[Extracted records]

■ ■ ■ ■ ■

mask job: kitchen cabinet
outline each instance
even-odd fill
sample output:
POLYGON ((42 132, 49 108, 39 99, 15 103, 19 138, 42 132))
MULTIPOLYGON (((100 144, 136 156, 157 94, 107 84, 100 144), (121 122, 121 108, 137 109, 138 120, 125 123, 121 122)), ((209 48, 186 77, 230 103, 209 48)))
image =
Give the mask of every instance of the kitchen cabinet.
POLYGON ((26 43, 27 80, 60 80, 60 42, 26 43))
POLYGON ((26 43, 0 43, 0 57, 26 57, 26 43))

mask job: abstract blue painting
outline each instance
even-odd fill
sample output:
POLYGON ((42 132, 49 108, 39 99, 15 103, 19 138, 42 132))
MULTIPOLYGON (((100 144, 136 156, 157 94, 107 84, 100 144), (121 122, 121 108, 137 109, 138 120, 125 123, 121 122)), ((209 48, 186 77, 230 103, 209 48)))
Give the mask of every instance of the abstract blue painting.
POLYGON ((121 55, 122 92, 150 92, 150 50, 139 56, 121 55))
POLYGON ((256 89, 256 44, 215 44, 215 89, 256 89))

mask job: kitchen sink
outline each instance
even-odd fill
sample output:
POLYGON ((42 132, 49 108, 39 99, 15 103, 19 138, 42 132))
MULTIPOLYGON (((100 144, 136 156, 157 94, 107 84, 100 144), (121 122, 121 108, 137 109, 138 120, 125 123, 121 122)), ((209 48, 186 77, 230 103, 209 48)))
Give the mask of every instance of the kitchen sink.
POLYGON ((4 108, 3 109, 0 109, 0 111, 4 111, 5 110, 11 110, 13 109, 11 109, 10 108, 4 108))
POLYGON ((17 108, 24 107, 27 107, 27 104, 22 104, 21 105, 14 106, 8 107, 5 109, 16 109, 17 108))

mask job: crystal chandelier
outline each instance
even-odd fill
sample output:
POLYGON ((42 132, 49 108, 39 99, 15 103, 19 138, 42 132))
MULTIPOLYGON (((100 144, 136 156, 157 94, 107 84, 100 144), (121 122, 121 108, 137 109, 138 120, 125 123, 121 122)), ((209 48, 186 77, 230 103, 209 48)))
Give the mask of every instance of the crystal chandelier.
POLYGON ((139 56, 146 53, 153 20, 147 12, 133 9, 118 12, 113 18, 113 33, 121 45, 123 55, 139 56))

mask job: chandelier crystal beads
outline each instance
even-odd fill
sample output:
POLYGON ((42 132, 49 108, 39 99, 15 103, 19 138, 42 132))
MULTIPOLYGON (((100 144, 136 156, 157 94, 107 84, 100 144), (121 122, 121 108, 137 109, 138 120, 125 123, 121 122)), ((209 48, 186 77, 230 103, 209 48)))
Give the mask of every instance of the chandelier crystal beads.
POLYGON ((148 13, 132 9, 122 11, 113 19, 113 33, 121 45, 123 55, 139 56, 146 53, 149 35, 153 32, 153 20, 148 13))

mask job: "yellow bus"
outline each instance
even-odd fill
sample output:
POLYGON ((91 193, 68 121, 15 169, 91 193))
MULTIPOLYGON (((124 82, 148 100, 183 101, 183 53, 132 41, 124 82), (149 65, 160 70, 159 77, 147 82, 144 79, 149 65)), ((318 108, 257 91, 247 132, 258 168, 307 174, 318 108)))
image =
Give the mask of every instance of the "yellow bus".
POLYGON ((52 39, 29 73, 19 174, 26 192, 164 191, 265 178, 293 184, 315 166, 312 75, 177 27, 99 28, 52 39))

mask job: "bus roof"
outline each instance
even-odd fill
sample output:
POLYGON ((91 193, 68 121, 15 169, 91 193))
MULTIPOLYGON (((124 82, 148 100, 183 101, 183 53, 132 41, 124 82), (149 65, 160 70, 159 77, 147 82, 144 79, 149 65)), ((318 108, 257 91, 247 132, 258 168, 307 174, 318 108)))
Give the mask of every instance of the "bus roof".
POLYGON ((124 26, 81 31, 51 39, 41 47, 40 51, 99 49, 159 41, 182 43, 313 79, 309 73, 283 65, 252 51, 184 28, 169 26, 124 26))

■ ■ ■ ■ ■

- **Given task**:
The records above should be returned exactly.

- **Reply**:
mask job: kitchen cabinet
outline each instance
even-odd fill
sample output:
POLYGON ((42 132, 49 108, 39 99, 15 103, 19 138, 42 132))
MULTIPOLYGON (((100 144, 136 156, 157 94, 107 84, 100 144), (121 122, 121 108, 137 109, 138 120, 125 123, 121 122)), ((209 48, 186 77, 230 103, 209 48)))
image =
Give the mask of every instance of the kitchen cabinet.
POLYGON ((26 43, 27 80, 60 80, 60 42, 26 43))
POLYGON ((26 43, 0 43, 0 57, 26 57, 26 43))

mask job: abstract blue painting
outline each instance
even-odd fill
sample output:
POLYGON ((42 132, 49 108, 39 99, 15 103, 19 138, 42 132))
MULTIPOLYGON (((100 144, 136 156, 157 94, 107 84, 100 144), (121 122, 121 108, 137 109, 138 120, 125 123, 121 122)), ((209 48, 186 77, 230 103, 209 48)))
Give the mask of every instance of the abstract blue painting.
POLYGON ((121 55, 122 92, 150 92, 150 50, 139 56, 121 55))
POLYGON ((256 89, 256 44, 215 44, 215 89, 256 89))

mask job: kitchen sink
outline each instance
even-odd fill
sample output:
POLYGON ((42 132, 49 108, 39 99, 15 103, 19 138, 42 132))
MULTIPOLYGON (((100 144, 136 156, 157 94, 107 84, 100 144), (121 122, 121 108, 137 109, 138 120, 125 123, 121 122)), ((209 48, 186 77, 230 103, 209 48)))
Give the mask of every instance of the kitchen sink.
POLYGON ((4 108, 3 109, 0 109, 0 111, 4 111, 5 110, 11 110, 13 109, 11 109, 10 108, 4 108))
POLYGON ((17 108, 24 107, 27 107, 27 104, 22 104, 21 105, 14 106, 8 107, 5 109, 16 109, 17 108))

mask job: crystal chandelier
outline each instance
even-odd fill
sample output:
POLYGON ((42 132, 49 108, 39 99, 15 103, 19 138, 42 132))
MULTIPOLYGON (((100 144, 136 156, 157 94, 107 84, 100 144), (121 122, 121 108, 137 109, 138 120, 125 123, 121 122)), ((209 48, 186 77, 230 103, 209 48)))
Give the mask of every instance of the crystal chandelier.
POLYGON ((139 56, 146 53, 153 20, 147 12, 133 9, 118 12, 113 18, 113 33, 121 45, 123 55, 139 56))

mask job: chandelier crystal beads
outline each instance
even-odd fill
sample output:
POLYGON ((42 132, 49 108, 39 99, 15 103, 19 138, 42 132))
MULTIPOLYGON (((100 144, 136 156, 157 94, 107 84, 100 144), (121 122, 121 108, 137 109, 138 120, 125 123, 121 122)), ((209 48, 186 77, 230 103, 209 48)))
Give the mask of every instance of the chandelier crystal beads.
POLYGON ((148 13, 132 9, 122 11, 113 19, 113 33, 121 45, 123 55, 139 56, 146 53, 149 35, 153 32, 153 20, 148 13))

mask job: "yellow bus"
outline each instance
even-odd fill
sample output:
POLYGON ((91 193, 68 121, 15 169, 91 193))
MULTIPOLYGON (((124 82, 148 100, 183 101, 183 53, 132 41, 124 82), (149 65, 160 70, 159 77, 147 82, 144 79, 149 65)), ((318 108, 257 91, 247 132, 258 168, 307 174, 318 108)))
image =
Give the mask of every instance of the "yellow bus".
POLYGON ((52 39, 29 73, 19 174, 26 192, 164 191, 265 178, 293 184, 315 166, 312 75, 177 27, 99 28, 52 39))

mask job: "bus roof"
outline each instance
even-odd fill
sample output:
POLYGON ((91 193, 68 121, 15 169, 91 193))
MULTIPOLYGON (((124 82, 148 100, 183 101, 183 53, 132 41, 124 82), (149 65, 160 70, 159 77, 147 82, 144 79, 149 65)), ((318 108, 257 91, 247 132, 258 168, 307 174, 318 108)))
Give the mask of every instance of the "bus roof".
POLYGON ((124 26, 81 31, 51 39, 41 47, 40 51, 99 49, 159 41, 182 43, 313 79, 309 73, 283 65, 252 51, 184 28, 169 26, 124 26))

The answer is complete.